To do:
All the entries need to be duplicated exactly, with the pictures omitted.
-- Opening Marker --
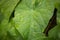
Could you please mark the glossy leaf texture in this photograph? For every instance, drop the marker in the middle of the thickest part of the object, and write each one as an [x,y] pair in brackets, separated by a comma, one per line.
[30,19]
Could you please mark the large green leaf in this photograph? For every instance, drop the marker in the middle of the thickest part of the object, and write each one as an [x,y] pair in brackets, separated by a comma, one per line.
[31,17]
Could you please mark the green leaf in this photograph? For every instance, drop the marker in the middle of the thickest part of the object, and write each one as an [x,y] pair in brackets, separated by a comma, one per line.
[30,19]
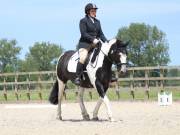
-- Closing Marker --
Result for this exercise:
Could you please mark the glossy leaf texture in this photograph? For every instance, drop the marker in the middle of the thickest part of the object, and write each one as an [x,y] pair in brackets, separated by a comma, one per line.
[30,19]
Could you please mark the large green leaf in this photograph? For every instance, drop the marker in the middle of the thickest part of the object, and write each one as an [x,y] pair in brackets, separated by a comma, one per line.
[31,17]
Could you please mark the green leaf in this photograph? For every instance, drop the marker in the middle of the thickest part of the object, and write each one as an [x,y] pair in brackets, separated by a comma, one per line.
[30,19]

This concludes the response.